**What you should do**
What is needed is a verbatim copy of the data, minus the pictures.

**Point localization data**

-- Opening Marker --

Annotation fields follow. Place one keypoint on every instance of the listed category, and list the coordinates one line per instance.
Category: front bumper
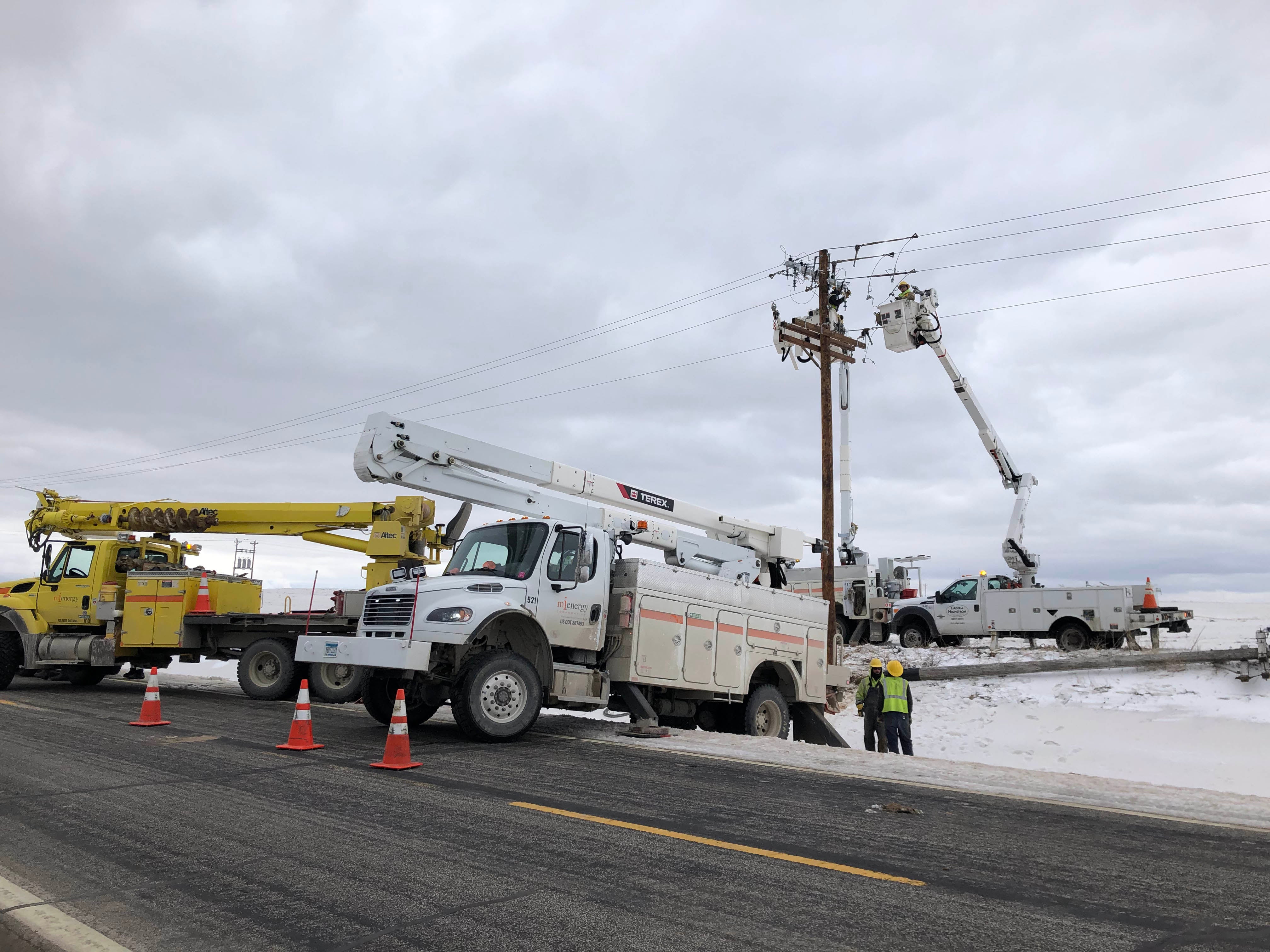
(406, 654)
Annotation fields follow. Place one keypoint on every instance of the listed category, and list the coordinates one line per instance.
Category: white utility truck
(544, 610)
(1079, 617)
(977, 606)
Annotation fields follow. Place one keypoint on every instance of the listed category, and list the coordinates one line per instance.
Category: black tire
(268, 669)
(914, 635)
(768, 714)
(336, 683)
(86, 677)
(379, 696)
(11, 657)
(497, 697)
(1073, 638)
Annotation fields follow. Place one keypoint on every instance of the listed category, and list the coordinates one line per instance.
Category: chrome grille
(388, 611)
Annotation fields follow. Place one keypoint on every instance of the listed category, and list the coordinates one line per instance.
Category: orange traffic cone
(303, 724)
(1148, 600)
(150, 714)
(397, 748)
(204, 604)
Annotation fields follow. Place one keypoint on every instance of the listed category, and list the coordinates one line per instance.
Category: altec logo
(639, 496)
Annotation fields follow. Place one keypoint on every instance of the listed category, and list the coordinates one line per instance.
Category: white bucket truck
(978, 606)
(544, 610)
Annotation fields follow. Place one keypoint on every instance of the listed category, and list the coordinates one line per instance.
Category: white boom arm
(416, 455)
(911, 323)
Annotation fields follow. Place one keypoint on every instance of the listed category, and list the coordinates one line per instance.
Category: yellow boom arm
(399, 530)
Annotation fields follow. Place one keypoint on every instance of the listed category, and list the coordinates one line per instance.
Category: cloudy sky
(230, 230)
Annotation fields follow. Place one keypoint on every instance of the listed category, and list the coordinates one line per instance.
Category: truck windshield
(510, 550)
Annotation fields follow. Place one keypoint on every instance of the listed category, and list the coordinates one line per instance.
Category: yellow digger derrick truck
(112, 594)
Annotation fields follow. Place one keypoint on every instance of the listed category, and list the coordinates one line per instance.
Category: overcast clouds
(220, 216)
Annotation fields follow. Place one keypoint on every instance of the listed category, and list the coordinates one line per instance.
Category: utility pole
(827, 525)
(821, 339)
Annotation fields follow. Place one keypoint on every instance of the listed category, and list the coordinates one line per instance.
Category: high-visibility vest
(896, 697)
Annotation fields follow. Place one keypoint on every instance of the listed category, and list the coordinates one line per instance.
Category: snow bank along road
(203, 836)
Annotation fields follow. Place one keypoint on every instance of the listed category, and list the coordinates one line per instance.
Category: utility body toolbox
(684, 630)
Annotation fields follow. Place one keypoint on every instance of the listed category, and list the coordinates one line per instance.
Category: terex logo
(639, 496)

-- Closing Marker --

**Answer to this problem**
Annotation fields follow. Place one keypoint on every instance of the listed category, and list the coordinates one line per instance.
Category: front bumper
(406, 654)
Annotation fields follow. Place one keypoint on every instance of the listed category, and list the coordinates one line per instance.
Category: white utility truck
(544, 610)
(1079, 617)
(977, 606)
Annotation fields follow. Place one keypoint on every instance of the listed category, and list the coordinates one line per instance.
Category: black tire
(268, 669)
(914, 635)
(768, 714)
(336, 683)
(86, 677)
(379, 696)
(11, 657)
(497, 697)
(1073, 638)
Annotation fields follow. Place one keypoint on every instance of the listed category, and list the coordinates one line per instance.
Category: chrome grille
(388, 611)
Annotation fields follow. Place one keypoint on every instance of the listed category, and list the coordinates one line per instance.
Category: orange traffic cone
(303, 724)
(1148, 600)
(150, 714)
(397, 748)
(204, 604)
Annotation fields follow. Place one keypoint on every instance of the listed category, and list the coordinates one line per instance.
Category: altec logo
(639, 496)
Annotation fields follow. Place one keypoint on every instance of the listed category, and list the coordinates one line per instance.
Category: white bucket truck
(978, 606)
(544, 610)
Annotation fields follow. Place one keypoint on every instance of the listed category, and list the coordinates one line per instance.
Category: white boom arm
(416, 455)
(911, 323)
Annotation fields follow. Place one keypoint on every instance of the listed category, and list the coordinates one line per instance.
Category: yellow boom arm
(399, 530)
Annotation fields follow. Place one keypoint on every instance of the listed category, and list the coordinates one line per instance.
Category: cloudy sky
(230, 230)
Annotation fields follow. Place one keypoint on every instance of the listed category, and list the coordinates one line per instance.
Category: truck windshield
(510, 550)
Annotation fields follow. Place one keypoint on every instance of the listed category, and list the coordinates one line per instance.
Category: yellow digger derrick truck
(112, 594)
Annotation fields follow. Place one keypoint on every instance of the listed category, and list the coordinates one line per instance.
Category: overcast clouds
(220, 216)
Annotation fields follow. Place one keypoint on every instance of the listed category, and list the coordinates one line per instance.
Category: utility pole
(827, 525)
(821, 339)
Annotation fields follow. Place one keypoint on every instance of the listed category, and list the coordinates one line per instance.
Category: high-visibility vest
(896, 697)
Annotation fields follow. Place one keypoint on every instance of the listed category, and list the coordinates one line per instance.
Category: snow bank along road
(203, 836)
Annotation fields follow. Place one keypoint on every instance of the listed category, and list the coordinates one line per instance.
Category: utility body toolbox
(684, 630)
Annotation fields follow. Place one keypoint on every instance of the listed category, and list the coordinates one line per instance.
Category: terex logo
(639, 496)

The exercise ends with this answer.